- DATA SUPPLIED:

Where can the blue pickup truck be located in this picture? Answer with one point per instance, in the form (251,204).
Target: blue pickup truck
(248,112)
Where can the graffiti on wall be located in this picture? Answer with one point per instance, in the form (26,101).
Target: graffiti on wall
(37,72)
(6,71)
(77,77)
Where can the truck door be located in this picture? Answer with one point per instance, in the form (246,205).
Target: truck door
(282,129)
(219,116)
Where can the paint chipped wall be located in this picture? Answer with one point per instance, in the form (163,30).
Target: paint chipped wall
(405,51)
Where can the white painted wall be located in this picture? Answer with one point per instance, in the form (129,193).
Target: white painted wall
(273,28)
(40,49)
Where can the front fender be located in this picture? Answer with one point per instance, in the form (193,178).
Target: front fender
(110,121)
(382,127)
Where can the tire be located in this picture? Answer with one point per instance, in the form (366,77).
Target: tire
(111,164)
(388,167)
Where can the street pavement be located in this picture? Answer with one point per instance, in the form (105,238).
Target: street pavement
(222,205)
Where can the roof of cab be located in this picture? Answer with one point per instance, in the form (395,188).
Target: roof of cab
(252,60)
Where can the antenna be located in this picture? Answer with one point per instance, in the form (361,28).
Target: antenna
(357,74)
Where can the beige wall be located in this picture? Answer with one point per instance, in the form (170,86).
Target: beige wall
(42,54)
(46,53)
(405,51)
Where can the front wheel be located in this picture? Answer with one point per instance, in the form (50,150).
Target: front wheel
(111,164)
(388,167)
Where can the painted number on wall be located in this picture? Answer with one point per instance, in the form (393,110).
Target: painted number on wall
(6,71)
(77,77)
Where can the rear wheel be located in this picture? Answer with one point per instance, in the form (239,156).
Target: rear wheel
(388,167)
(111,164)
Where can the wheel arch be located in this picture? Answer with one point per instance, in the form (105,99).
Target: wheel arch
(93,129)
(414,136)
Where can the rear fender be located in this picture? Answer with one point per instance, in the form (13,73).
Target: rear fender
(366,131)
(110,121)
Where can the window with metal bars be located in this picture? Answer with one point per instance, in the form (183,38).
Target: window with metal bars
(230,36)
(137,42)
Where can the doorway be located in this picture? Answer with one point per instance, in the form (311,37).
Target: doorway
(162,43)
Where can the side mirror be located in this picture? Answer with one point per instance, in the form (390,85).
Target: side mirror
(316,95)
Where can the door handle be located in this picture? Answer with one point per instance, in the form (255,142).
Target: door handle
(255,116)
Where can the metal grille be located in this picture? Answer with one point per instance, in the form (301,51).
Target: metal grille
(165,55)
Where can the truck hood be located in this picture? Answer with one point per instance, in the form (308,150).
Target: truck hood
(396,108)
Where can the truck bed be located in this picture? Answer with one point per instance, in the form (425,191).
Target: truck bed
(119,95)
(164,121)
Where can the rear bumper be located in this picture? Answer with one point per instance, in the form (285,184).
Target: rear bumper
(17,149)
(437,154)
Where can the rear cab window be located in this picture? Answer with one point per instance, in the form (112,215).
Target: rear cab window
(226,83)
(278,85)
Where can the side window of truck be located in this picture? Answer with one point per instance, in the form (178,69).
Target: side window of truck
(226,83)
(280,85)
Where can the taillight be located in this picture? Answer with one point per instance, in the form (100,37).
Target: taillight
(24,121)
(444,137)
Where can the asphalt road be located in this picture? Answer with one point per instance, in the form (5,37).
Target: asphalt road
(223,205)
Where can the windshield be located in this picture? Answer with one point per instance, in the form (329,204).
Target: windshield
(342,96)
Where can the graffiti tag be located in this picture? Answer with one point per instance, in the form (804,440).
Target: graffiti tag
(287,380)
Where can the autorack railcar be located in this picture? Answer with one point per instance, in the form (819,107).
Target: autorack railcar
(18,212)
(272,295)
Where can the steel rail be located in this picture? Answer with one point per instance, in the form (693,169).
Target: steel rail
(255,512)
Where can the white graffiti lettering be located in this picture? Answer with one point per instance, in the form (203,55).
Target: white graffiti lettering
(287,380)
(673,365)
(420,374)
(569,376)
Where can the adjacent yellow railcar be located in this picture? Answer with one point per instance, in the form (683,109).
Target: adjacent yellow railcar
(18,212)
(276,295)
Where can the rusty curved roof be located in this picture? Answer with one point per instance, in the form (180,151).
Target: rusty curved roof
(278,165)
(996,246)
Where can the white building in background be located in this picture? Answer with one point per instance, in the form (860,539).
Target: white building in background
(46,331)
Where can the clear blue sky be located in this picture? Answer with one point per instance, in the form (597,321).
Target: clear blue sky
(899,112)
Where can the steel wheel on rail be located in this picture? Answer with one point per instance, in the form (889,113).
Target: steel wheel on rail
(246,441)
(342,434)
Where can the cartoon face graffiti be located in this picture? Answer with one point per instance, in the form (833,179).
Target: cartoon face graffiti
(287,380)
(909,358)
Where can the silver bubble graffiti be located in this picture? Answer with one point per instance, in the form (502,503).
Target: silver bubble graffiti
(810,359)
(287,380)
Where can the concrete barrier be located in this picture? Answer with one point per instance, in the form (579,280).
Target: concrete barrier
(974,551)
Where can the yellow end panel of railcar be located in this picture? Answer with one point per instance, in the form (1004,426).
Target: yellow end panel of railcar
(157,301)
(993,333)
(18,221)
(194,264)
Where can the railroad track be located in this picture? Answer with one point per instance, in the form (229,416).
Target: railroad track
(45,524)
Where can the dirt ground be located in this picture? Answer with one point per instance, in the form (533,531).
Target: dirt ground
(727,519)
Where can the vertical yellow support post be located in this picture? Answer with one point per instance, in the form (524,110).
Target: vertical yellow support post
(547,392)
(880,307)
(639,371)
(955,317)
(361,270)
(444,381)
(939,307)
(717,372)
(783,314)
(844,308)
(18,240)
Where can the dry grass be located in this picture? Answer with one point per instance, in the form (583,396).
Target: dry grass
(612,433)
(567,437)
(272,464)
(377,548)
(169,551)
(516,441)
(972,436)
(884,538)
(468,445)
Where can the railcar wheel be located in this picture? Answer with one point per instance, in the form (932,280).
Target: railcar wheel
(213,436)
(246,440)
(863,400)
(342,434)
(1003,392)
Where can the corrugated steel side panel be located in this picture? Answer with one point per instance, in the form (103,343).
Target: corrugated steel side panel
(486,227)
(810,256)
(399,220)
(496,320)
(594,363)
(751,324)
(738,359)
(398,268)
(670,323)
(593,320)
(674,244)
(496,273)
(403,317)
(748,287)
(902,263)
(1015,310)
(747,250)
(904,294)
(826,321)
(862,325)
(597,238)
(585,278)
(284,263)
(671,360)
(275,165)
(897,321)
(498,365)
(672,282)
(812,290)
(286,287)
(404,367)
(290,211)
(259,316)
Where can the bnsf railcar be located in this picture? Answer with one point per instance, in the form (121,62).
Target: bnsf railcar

- PROMPT:
Transcribe the records above word for word, without any changes.

- COMPLETE OUTPUT:
Where can the blue pickup truck be located in this picture? Answer with one point per instance, in the form (251,204).
Target: blue pickup truck
(248,112)
Where can the graffiti on wall be located in this picture? Answer with one point per instance, in the form (26,101).
Target: graffiti on wall
(37,72)
(6,71)
(77,77)
Where can the truck door be located in this picture? Answer with one point per instance, in the form (246,205).
Target: truck door
(282,129)
(219,116)
Where can the paint chipped wall be located in this picture? Answer with one point per instance, in the form (163,30).
Target: paint chipped wall
(405,51)
Where can the white painted wall be located in this picture? Answer with one point per instance, in the form (129,193).
Target: white painted wall
(273,28)
(40,49)
Where can the front fender be located in this picture? Answer with one point per instance, in the form (193,178).
Target: front fender
(110,121)
(382,127)
Where can the tire be located in this picture? Answer with one point per instance, in the form (366,77).
Target: tire
(111,164)
(388,167)
Where can the street pavement be located in this picture? Answer with one point per instance, in the form (105,238).
Target: street pavement
(222,205)
Where can the roof of cab be located in this picture? Answer with one point per instance, in the form (395,188).
Target: roof of cab
(252,60)
Where can the antenna be located in this picture? Answer with one point per instance, in the form (361,28).
Target: antenna
(357,74)
Where can the beige wall be located in this picture? Answer with one point per instance, in the form (170,86).
Target: beige wall
(42,54)
(46,53)
(405,51)
Where can the front wheel be located in this picture? Answer with one point per instance, in the form (50,150).
Target: front wheel
(111,164)
(388,167)
Where can the painted number on wall be located in this picture? Answer with one point per instance, in the form (393,110).
Target: painted number on wall
(6,71)
(77,77)
Where can the rear wheel be located in this picture? Answer with one point per instance, in the form (239,156).
Target: rear wheel
(388,167)
(111,164)
Where can the wheel arch be located in this picture? Answer with one point per instance, in the form (105,99).
Target: wheel arch
(93,129)
(414,136)
Where can the rear fender be located in this picture? Answer with one point per instance, in the form (13,73).
Target: rear fender
(366,131)
(110,121)
Where can the window with metal bars be located in this picture? Answer with one point per instance, in the form (183,38).
Target: window with metal bars
(230,36)
(137,42)
Where can the doorway be located in this picture? Answer with one point per instance, in the form (311,37).
Target: doorway
(162,43)
Where can the side mirror be located in this picture? Answer with one point per instance, in the form (390,85).
Target: side mirror
(316,95)
Where can the door handle be located in this picture? Answer with one point per instance, in the form (255,142).
Target: door handle
(255,116)
Where can the metal grille be located in this picture? Answer with one point per instance, in the form (301,51).
Target: metal grille
(165,55)
Where can the truck hood be located in this picture? Answer with one point per instance, in the form (308,150).
Target: truck hood
(396,108)
Where can the truck bed be located in this picture? Answer with one point per instance, in the form (425,191).
Target: truck bed
(119,95)
(164,121)
Where can the rear bumper be located in this picture? Answer with one point per instance, in the form (285,184).
Target: rear bumper
(17,149)
(437,154)
Where can the rear cab window be located in this picture? Answer with one point per instance, in the form (112,215).
Target: rear cab window
(226,83)
(278,85)
Where can the side window of truck be located in this picture? Answer with one point per instance, in the form (178,69).
Target: side window of truck
(226,83)
(280,85)
Where can the taillight be located in this picture? Answer with one point per instance, in the form (100,37).
Target: taillight
(24,121)
(444,137)
Where can the asphalt road be located in this picture? Answer with one point per instance, in the form (5,37).
Target: asphalt road
(223,205)
Where can the windshield be located in this picture? Answer with one point per instance, in the form (329,204).
Target: windshield
(342,96)
Where can the graffiti tag be located in this picture? Answer with one point per instance, in the form (804,440).
Target: graffiti tag
(287,380)
Where can the autorack railcar be located in this picture? Answer with one point per instance, in the form (819,107).
Target: autorack railcar
(18,212)
(272,295)
Where can the steel rail be located in this picture? Answer with one point per instance, in the form (693,169).
Target: steel rail
(255,512)
Where can the white graffiti lettering be located in this picture? Answer with one point per instance, in the form (203,55).
Target: white graffiti lettering
(287,380)
(673,365)
(420,374)
(569,376)
Where can the adjacent yellow railcar be located in this picture? Answer with one point per instance, in the form (683,109).
Target: adjacent yellow railcar
(18,212)
(276,295)
Where can the rusty curved roof be located in this picture? Answer with one point per instance, in the form (180,151).
Target: rusty curved roof
(278,165)
(996,246)
Where can the white building in background be located in this picture? Answer with one point per instance, in the form (860,539).
Target: white building in background
(46,331)
Where can the clear blue sky be located in this picture? Answer with one point per instance, in the form (597,321).
Target: clear blue sky
(899,112)
Where can the steel wheel on rail be located in this picture? Answer with one point per instance, in the form (889,113).
Target: steel wheel on rail
(246,441)
(342,434)
Where can the cartoon face graffiti be located in this picture? Answer with one point per instance, in the form (833,179).
Target: cartoon face graffiti
(287,380)
(909,358)
Where can the silver bubble graffiti be located in this picture? Answer with one point per instance, in the form (502,503).
Target: silver bubble graffiti
(810,359)
(287,380)
Where can the concrete barrier be located in this picture? Answer with one point per instance, in the form (579,280).
Target: concrete barrier
(974,551)
Where can the yellow end panel of railcar be located in this picture? Answer with one point per instance, in the form (1004,426).
Target: yellow end panel of railcar
(157,301)
(993,333)
(18,221)
(194,264)
Where can the railroad track be located in this picture? Answer with one point per instance, in the form (229,416).
Target: railroad track
(45,524)
Where can the dirt ground be located in this picture? Answer with one point per instance, in the form (533,531).
Target: dirt ground
(727,519)
Where can the vertical yellow support post be located in this picture? Answer with one point per instance, in the form (524,110).
Target: vertical yellow support post
(547,392)
(880,307)
(639,371)
(955,317)
(361,270)
(444,381)
(939,307)
(717,372)
(783,314)
(844,308)
(18,240)
Where can the dry grass be located in this picture? Answer with one point per instance, in the form (583,396).
Target: dry grass
(612,433)
(567,437)
(272,464)
(377,548)
(169,551)
(516,441)
(972,436)
(884,538)
(468,445)
Where can the railcar wheel be located in this picture? Answer with one point per instance, in the form (932,280).
Target: railcar wheel
(213,436)
(246,440)
(863,400)
(342,434)
(1003,392)
Where can the corrugated steel side panel be located in this picture? Answer with one point per instance, in the form (103,343).
Target: corrugated steel side panel
(486,227)
(810,256)
(399,220)
(496,320)
(594,363)
(751,324)
(738,359)
(398,268)
(670,323)
(593,320)
(674,244)
(496,273)
(403,317)
(748,287)
(902,263)
(1015,310)
(747,250)
(904,294)
(826,321)
(862,325)
(597,238)
(585,278)
(284,263)
(671,360)
(275,165)
(897,321)
(498,365)
(672,282)
(812,290)
(286,287)
(404,367)
(290,211)
(259,316)
Where can the bnsf railcar be located in this picture? Answer with one point per instance, in the form (121,62).
Target: bnsf railcar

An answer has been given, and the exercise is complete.